Objective A>
Find every line in the records below that contains the word "door", and copy each of those lines out in full.

Source excerpt>
· · ·
Jim_Barnett: or could we point to the the webrtc doc?

hta: in an ideal world
... for each requirement here, the RTCWeb requirement number
... we should be able to say "this is already done over there"

Jim_Barnett: i can do that

hta: if they don't match up, we have a problem

TravisLeithead: is there another requirement for WebRTC
... not IETF RTCWeb

hta: we're using the RTCWeb requirements document as a joint requirement
... stefanh is the editor
... so claiming it's an IETF document
... it's hard to tell which is which

TravisLeithead: alright
... i think it's a good exercise to say which aren't handled by the gUM spec we're producing

Jim_Barnett: if there isn't a separate WebRTC requirement document
... where do i go?
· · ·
Supplied information>

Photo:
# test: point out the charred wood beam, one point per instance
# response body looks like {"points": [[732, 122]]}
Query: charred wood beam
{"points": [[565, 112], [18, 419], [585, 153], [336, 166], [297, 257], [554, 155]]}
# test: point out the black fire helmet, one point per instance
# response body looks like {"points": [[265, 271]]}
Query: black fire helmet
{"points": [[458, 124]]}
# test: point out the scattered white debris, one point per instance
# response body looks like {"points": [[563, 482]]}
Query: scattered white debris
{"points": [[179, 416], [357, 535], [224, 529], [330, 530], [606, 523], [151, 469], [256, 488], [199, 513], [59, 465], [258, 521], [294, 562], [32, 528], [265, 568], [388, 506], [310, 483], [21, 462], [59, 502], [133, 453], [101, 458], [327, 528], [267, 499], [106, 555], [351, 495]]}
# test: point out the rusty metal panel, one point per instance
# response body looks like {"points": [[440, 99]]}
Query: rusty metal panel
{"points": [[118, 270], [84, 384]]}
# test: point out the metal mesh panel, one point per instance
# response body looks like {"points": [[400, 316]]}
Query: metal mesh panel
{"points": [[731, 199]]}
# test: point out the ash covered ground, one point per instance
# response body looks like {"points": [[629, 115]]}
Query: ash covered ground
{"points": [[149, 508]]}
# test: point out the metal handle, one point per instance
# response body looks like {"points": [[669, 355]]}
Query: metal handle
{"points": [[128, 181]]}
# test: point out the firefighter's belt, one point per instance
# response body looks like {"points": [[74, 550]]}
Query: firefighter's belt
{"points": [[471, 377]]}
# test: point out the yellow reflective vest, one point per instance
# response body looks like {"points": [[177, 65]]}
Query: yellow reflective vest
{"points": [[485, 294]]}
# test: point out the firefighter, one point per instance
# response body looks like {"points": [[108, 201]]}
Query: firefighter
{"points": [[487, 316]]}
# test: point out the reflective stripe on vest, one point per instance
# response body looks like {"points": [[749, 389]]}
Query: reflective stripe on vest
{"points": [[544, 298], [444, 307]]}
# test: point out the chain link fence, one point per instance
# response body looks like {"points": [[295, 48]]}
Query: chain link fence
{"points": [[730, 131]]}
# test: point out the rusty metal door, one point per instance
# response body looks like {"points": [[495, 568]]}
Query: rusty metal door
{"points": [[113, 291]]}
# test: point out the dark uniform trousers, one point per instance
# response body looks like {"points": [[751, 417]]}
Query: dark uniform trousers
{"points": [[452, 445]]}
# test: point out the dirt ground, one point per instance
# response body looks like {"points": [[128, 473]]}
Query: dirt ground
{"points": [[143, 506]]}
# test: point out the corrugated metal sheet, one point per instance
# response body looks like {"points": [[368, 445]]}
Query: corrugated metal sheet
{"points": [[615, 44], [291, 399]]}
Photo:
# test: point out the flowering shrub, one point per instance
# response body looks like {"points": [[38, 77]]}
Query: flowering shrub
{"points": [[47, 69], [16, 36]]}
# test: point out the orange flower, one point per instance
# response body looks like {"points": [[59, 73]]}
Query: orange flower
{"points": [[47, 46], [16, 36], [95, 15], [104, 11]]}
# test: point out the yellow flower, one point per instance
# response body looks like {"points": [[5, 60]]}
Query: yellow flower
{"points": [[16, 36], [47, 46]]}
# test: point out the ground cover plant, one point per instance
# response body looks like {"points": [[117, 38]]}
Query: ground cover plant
· · ·
Objective B>
Reproduce the entire chat excerpt on WebRTC requirements above, word for word.

Written reply A>
# test: point out the rusty metal door, one point per instance
Query: rusty metal door

Written reply B>
Jim_Barnett: or could we point to the the webrtc doc?

hta: in an ideal world
... for each requirement here, the RTCWeb requirement number
... we should be able to say "this is already done over there"

Jim_Barnett: i can do that

hta: if they don't match up, we have a problem

TravisLeithead: is there another requirement for WebRTC
... not IETF RTCWeb

hta: we're using the RTCWeb requirements document as a joint requirement
... stefanh is the editor
... so claiming it's an IETF document
... it's hard to tell which is which

TravisLeithead: alright
... i think it's a good exercise to say which aren't handled by the gUM spec we're producing

Jim_Barnett: if there isn't a separate WebRTC requirement document
... where do i go?